> **Deine Aufgabe**:
Zitiere die Zeilen der Auflistung wortgetreu, beginnend mit der Zeile, die „TARGET = cloud“ enthält, und endend mit dem Schluss der Auflistung, beide Enden eingeschlossen. Lass die Bilder in deiner Antwort weg.

> **Material zur Aufgabe**:

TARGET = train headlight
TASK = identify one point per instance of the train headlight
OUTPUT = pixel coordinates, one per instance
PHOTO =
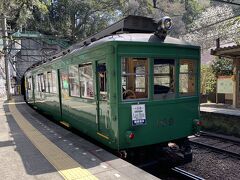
(163, 26)
(167, 23)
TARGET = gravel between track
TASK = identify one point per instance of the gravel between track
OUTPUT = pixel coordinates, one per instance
(211, 165)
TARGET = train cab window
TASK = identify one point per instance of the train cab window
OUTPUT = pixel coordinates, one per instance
(164, 81)
(86, 81)
(74, 81)
(134, 78)
(102, 80)
(187, 75)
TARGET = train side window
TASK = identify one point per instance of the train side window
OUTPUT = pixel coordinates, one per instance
(29, 83)
(37, 83)
(102, 80)
(164, 81)
(54, 81)
(134, 78)
(40, 83)
(86, 80)
(49, 82)
(187, 76)
(74, 84)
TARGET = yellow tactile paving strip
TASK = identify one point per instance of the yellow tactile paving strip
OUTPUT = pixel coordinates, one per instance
(64, 164)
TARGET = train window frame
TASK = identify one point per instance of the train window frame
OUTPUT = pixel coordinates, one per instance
(41, 82)
(84, 65)
(135, 95)
(192, 73)
(165, 92)
(70, 83)
(102, 81)
(29, 83)
(54, 81)
(49, 84)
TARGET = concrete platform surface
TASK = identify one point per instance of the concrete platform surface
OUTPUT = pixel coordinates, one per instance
(33, 147)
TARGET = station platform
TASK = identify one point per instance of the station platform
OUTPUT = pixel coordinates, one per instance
(33, 147)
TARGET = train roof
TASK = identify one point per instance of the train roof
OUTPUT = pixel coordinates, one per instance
(129, 29)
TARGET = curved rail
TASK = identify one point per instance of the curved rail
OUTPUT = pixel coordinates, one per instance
(216, 149)
(220, 136)
(185, 174)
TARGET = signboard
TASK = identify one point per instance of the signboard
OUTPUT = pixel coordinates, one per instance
(138, 115)
(225, 84)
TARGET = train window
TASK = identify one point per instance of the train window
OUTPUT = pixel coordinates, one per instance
(86, 80)
(102, 80)
(37, 83)
(49, 82)
(29, 83)
(54, 81)
(41, 83)
(164, 81)
(134, 78)
(74, 81)
(187, 77)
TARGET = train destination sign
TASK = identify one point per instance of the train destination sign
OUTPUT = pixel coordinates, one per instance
(138, 115)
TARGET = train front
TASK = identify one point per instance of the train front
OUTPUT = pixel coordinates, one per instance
(159, 94)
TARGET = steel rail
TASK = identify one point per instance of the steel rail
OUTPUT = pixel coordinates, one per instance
(186, 175)
(216, 149)
(221, 137)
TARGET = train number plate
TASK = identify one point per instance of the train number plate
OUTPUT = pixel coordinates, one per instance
(138, 115)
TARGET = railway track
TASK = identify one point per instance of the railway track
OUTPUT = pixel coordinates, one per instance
(218, 143)
(182, 174)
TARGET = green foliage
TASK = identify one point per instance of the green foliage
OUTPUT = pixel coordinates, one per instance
(208, 79)
(193, 9)
(222, 67)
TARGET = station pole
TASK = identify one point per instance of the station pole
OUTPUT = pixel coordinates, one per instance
(5, 48)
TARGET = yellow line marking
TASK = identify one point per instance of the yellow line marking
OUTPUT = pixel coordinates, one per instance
(5, 114)
(65, 123)
(64, 164)
(102, 135)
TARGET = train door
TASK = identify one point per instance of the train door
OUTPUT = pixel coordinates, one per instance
(63, 94)
(102, 99)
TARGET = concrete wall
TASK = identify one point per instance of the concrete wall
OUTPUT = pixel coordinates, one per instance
(32, 51)
(220, 123)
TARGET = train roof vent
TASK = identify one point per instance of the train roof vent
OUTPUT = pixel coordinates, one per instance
(130, 24)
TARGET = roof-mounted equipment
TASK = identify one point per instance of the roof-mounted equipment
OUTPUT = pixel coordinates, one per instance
(164, 25)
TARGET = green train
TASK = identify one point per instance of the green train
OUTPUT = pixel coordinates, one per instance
(129, 87)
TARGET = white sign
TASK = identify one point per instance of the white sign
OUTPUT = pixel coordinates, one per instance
(138, 114)
(225, 85)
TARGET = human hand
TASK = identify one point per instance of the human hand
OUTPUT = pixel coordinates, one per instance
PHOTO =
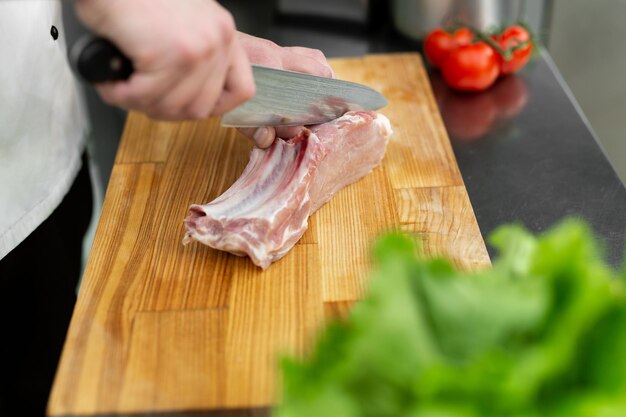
(267, 53)
(189, 62)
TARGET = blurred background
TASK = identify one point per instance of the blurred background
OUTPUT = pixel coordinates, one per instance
(586, 40)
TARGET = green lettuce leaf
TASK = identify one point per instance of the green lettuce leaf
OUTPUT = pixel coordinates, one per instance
(541, 333)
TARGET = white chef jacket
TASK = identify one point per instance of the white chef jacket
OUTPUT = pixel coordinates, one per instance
(42, 118)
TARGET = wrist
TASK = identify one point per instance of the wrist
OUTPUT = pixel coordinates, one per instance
(95, 13)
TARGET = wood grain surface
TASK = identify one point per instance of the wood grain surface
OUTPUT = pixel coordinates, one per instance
(166, 329)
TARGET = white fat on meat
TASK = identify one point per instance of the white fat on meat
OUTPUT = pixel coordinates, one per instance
(265, 212)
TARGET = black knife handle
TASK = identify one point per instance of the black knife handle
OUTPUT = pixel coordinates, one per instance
(97, 60)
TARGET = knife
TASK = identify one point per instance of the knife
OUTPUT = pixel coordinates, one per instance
(283, 98)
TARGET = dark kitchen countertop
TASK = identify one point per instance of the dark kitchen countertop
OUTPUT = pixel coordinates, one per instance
(524, 147)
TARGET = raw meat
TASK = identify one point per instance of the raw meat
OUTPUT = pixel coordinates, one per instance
(264, 213)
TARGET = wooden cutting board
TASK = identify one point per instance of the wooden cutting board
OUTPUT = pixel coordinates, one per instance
(162, 327)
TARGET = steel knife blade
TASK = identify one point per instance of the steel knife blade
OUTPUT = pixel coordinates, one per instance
(286, 98)
(283, 98)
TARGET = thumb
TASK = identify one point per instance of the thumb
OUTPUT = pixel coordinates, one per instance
(263, 137)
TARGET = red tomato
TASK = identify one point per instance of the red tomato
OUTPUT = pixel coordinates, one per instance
(471, 67)
(510, 38)
(439, 43)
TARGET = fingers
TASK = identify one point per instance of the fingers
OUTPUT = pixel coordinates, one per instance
(239, 86)
(194, 95)
(287, 132)
(311, 61)
(262, 137)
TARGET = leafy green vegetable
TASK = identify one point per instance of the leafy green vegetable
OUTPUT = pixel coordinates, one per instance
(541, 333)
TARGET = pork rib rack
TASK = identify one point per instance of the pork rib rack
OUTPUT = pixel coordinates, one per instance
(265, 212)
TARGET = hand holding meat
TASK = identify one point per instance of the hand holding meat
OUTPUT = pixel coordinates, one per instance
(189, 62)
(268, 54)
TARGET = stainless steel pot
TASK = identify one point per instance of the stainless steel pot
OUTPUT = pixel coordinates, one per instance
(415, 18)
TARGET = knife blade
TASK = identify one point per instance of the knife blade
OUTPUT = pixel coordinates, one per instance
(283, 98)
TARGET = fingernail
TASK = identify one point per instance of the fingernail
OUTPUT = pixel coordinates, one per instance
(262, 137)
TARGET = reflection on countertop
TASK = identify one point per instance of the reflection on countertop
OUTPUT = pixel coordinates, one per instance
(471, 116)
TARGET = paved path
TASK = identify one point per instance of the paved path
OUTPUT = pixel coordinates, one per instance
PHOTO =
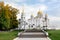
(32, 36)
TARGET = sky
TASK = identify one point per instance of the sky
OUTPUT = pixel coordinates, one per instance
(51, 7)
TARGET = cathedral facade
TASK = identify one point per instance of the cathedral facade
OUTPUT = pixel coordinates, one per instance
(38, 22)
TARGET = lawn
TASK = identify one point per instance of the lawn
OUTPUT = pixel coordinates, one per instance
(54, 34)
(8, 35)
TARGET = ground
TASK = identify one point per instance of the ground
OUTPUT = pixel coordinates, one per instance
(54, 34)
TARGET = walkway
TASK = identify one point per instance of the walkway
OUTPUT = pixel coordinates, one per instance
(29, 35)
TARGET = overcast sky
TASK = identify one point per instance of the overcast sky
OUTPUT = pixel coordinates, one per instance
(51, 7)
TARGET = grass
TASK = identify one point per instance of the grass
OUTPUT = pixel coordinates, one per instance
(54, 34)
(8, 35)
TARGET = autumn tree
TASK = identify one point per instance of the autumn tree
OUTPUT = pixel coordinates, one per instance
(7, 17)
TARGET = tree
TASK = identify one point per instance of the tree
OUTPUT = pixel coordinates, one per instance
(7, 17)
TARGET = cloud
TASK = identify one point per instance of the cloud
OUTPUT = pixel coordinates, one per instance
(42, 0)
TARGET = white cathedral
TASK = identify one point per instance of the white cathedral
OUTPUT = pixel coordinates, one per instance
(38, 22)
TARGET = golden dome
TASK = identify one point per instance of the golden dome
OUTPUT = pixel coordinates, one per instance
(32, 15)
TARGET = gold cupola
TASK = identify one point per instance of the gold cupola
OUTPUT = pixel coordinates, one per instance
(40, 13)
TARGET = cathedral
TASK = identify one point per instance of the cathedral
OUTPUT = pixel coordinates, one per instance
(38, 22)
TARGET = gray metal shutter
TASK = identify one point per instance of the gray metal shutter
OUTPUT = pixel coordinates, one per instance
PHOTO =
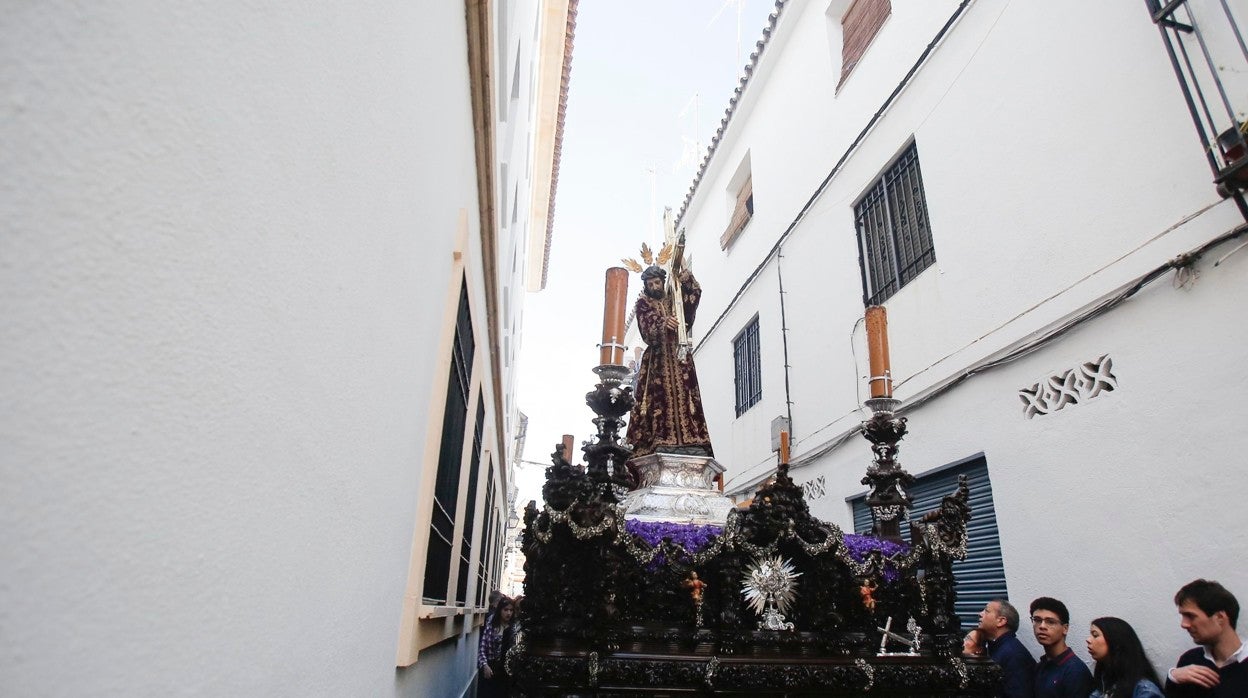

> **Schriftliche Lösung**:
TARGET = cloud
TASK = identify one point per instance of the cloud
OUTPUT = pixel coordinates, one per instance
(42, 0)
TARGET = white cathedral
TASK = identify one point per instance of the white cathedral
OUTPUT = pixel coordinates, one per instance
(38, 22)
TARGET = golden dome
TASK = identify one point per instance of the golden dome
OUTPUT = pixel coordinates, one per instance
(32, 15)
TARGET = gold cupola
TASK = identify one point per instance of the gold cupola
OUTPUT = pixel coordinates, one per instance
(40, 13)
TARGET = cathedral
TASK = identify one point per instance of the cathedral
OUTPUT = pixel coordinates, one per instance
(38, 22)
TARGET = gray metal shutter
TASK = identify one point per instance of the gray metal shutter
OUTPUT = pixel coordinates, one per instance
PHOTO =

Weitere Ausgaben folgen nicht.